> **DESCRIPTION OF THE TASK**: Format every line of the listing below as a numbered list, omitting any blank lines.

Pointing and labeling entries
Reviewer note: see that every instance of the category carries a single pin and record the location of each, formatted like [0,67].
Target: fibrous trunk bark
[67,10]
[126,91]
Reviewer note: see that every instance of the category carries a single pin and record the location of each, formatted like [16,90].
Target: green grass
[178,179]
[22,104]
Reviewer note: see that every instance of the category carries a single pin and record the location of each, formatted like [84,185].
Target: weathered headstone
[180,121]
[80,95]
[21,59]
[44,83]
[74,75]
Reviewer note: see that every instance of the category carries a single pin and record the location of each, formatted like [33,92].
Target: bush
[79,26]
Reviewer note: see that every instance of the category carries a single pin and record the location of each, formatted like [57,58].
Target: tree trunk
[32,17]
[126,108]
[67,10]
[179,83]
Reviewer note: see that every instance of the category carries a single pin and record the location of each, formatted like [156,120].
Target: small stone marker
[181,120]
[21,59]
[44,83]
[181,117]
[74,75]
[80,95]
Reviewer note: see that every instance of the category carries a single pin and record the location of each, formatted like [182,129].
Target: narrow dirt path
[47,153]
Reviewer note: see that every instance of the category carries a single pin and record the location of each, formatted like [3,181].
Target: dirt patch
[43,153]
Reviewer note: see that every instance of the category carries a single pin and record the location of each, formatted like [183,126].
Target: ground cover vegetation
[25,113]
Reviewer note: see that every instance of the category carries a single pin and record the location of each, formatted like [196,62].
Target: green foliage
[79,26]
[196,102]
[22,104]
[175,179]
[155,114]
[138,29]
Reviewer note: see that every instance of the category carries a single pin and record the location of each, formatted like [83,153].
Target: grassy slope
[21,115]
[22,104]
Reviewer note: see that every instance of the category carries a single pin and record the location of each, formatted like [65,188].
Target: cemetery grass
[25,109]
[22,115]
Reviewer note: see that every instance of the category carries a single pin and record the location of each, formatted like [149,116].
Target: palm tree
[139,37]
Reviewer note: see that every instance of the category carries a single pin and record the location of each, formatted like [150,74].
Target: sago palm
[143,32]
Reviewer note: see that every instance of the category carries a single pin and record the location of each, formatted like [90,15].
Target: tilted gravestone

> **THE RESPONSE**:
1. Reviewer note: see that every instance of the category carries a single pin and record the location of each, formatted like [0,67].
2. Target: fibrous trunk bark
3. [67,10]
4. [126,91]
5. Reviewer note: see that every instance of the category carries a single pin and record the location of each, formatted like [16,90].
6. Target: green grass
7. [178,179]
8. [22,104]
9. Reviewer note: see that every instance of the category carries a single pin and record the location of each, formatted like [84,185].
10. Target: weathered headstone
11. [180,121]
12. [80,95]
13. [21,59]
14. [44,83]
15. [74,75]
16. Reviewer note: see that every instance of the category carries a single pin and record the location of each, formatted like [33,92].
17. Target: bush
18. [79,26]
19. Reviewer note: see that every instance of the category carries a single pin and record the location of each, formatted like [57,58].
20. Target: tree trunk
21. [32,17]
22. [126,108]
23. [67,10]
24. [179,83]
25. Reviewer note: see that every instance of the category carries a single pin and record the location of each, formatted like [156,120].
26. Target: small stone marker
27. [181,120]
28. [21,59]
29. [44,83]
30. [181,117]
31. [74,75]
32. [80,95]
33. Reviewer note: see that every instance of the category carries a single pin and record the location of each, formatted like [182,129].
34. Target: narrow dirt path
35. [47,153]
36. Reviewer note: see that every instance of the category carries a single pin and record the location of each, formatted like [3,181].
37. Target: dirt patch
38. [43,153]
39. Reviewer note: see that every instance of the category carries a single pin and record the location of each, formatted like [183,126].
40. Target: ground cover vegetation
41. [25,113]
42. Reviewer note: see that every instance of the category carries a single pin and record the location of each, formatted like [196,62].
43. Target: green foliage
44. [79,26]
45. [196,102]
46. [22,104]
47. [175,179]
48. [155,114]
49. [138,29]
50. Reviewer note: see that every instance of the category carries a single pin and record the location of each, formatted like [83,153].
51. Target: grassy slope
52. [21,115]
53. [22,104]
54. Reviewer note: see that every instance of the category carries a single pin and record the location of each, formatted like [65,188].
55. Target: cemetery grass
56. [25,109]
57. [22,115]
58. Reviewer note: see that every instance of the category carries a single pin and record the location of each, formatted like [149,116].
59. Target: palm tree
60. [139,37]
61. Reviewer note: see that every instance of the category carries a single pin and record the location of each, formatted like [150,74].
62. Target: sago palm
63. [143,32]
64. Reviewer note: see that every instance of the category carries a single pin and record the location of each, formatted like [90,15].
65. Target: tilted gravestone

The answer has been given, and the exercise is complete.